▸ **Written exercise**
Write out the rows below word for word, starting at the line that contains "of the windblown" and continuing through the last row, with both ends included. Leave the pictures out of your answer.

* Begin Exercise input *

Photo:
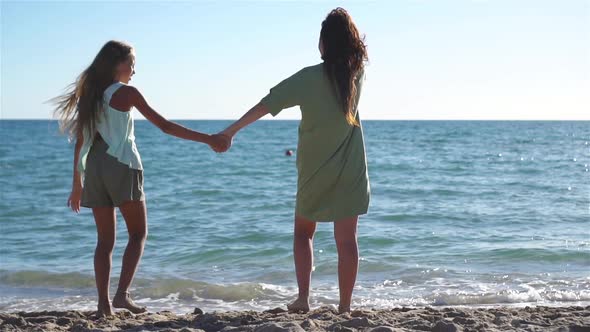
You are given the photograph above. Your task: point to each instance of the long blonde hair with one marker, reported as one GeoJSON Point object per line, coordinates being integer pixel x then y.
{"type": "Point", "coordinates": [344, 56]}
{"type": "Point", "coordinates": [78, 108]}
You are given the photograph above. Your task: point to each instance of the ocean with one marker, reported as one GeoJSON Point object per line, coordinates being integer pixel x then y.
{"type": "Point", "coordinates": [473, 213]}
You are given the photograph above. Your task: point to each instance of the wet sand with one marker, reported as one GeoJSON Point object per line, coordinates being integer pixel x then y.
{"type": "Point", "coordinates": [538, 318]}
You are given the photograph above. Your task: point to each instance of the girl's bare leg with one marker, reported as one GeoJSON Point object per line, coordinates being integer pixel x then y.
{"type": "Point", "coordinates": [135, 215]}
{"type": "Point", "coordinates": [303, 255]}
{"type": "Point", "coordinates": [105, 220]}
{"type": "Point", "coordinates": [348, 258]}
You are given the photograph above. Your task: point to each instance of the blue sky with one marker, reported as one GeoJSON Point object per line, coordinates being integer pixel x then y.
{"type": "Point", "coordinates": [504, 59]}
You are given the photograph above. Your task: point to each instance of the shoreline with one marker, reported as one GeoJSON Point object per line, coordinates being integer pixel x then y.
{"type": "Point", "coordinates": [500, 318]}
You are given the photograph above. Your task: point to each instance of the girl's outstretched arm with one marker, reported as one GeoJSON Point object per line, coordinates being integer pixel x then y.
{"type": "Point", "coordinates": [76, 194]}
{"type": "Point", "coordinates": [136, 100]}
{"type": "Point", "coordinates": [252, 115]}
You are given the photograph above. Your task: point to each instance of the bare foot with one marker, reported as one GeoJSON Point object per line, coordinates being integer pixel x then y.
{"type": "Point", "coordinates": [123, 300]}
{"type": "Point", "coordinates": [104, 310]}
{"type": "Point", "coordinates": [299, 305]}
{"type": "Point", "coordinates": [343, 309]}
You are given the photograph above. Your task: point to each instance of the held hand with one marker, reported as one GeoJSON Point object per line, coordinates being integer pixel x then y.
{"type": "Point", "coordinates": [75, 198]}
{"type": "Point", "coordinates": [220, 142]}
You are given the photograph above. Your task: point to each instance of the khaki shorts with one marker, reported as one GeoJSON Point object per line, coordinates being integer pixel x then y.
{"type": "Point", "coordinates": [108, 182]}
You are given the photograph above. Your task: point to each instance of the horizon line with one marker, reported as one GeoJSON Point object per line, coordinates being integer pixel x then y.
{"type": "Point", "coordinates": [365, 120]}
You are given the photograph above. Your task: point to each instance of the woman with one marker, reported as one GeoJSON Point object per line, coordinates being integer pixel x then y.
{"type": "Point", "coordinates": [108, 172]}
{"type": "Point", "coordinates": [333, 183]}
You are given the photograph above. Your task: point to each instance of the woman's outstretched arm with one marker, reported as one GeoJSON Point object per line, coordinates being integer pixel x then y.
{"type": "Point", "coordinates": [169, 127]}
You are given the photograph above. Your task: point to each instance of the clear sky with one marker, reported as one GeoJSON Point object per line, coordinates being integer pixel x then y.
{"type": "Point", "coordinates": [429, 59]}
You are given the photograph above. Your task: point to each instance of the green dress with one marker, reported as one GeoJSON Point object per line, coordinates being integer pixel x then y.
{"type": "Point", "coordinates": [333, 182]}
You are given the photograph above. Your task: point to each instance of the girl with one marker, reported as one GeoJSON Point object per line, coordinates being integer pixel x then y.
{"type": "Point", "coordinates": [107, 167]}
{"type": "Point", "coordinates": [333, 183]}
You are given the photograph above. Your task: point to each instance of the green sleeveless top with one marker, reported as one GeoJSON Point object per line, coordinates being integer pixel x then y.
{"type": "Point", "coordinates": [117, 130]}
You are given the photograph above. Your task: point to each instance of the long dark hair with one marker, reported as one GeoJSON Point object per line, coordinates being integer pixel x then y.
{"type": "Point", "coordinates": [344, 55]}
{"type": "Point", "coordinates": [78, 108]}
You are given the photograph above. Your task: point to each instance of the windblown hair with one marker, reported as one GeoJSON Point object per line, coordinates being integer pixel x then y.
{"type": "Point", "coordinates": [79, 107]}
{"type": "Point", "coordinates": [344, 55]}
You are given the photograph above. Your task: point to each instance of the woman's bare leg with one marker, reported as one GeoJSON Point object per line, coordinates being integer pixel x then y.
{"type": "Point", "coordinates": [348, 258]}
{"type": "Point", "coordinates": [135, 215]}
{"type": "Point", "coordinates": [303, 255]}
{"type": "Point", "coordinates": [105, 220]}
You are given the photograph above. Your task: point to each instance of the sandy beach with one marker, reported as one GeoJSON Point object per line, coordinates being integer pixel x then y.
{"type": "Point", "coordinates": [539, 318]}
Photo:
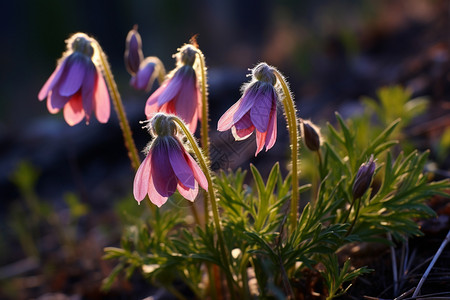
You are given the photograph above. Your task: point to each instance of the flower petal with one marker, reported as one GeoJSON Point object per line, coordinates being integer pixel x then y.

* End Exercise input *

▸ **Answer to this problem**
You are given the photograph above. Your task: point to each instance of the windblown hair with one marker, reported as one GeoJSON Point object per line, coordinates being integer pixel x then y.
{"type": "Point", "coordinates": [79, 107]}
{"type": "Point", "coordinates": [344, 55]}
You are given the photograph above. Your task: point to each instance of the woman's bare leg with one marker, reported as one GeoJSON Point object per line, coordinates being integer pixel x then y.
{"type": "Point", "coordinates": [348, 258]}
{"type": "Point", "coordinates": [135, 215]}
{"type": "Point", "coordinates": [303, 255]}
{"type": "Point", "coordinates": [105, 220]}
You are given the photograph above. Your task: point to each instance of the sandy beach with one marker, reported as one GeoJSON Point object per line, coordinates being integer pixel x then y.
{"type": "Point", "coordinates": [539, 318]}
Photo:
You are given the photograph above. Your task: point to each instance of the flower petal with one marker, reported as one GeoJSON Point object per line, coordinates being integer pixel x then y.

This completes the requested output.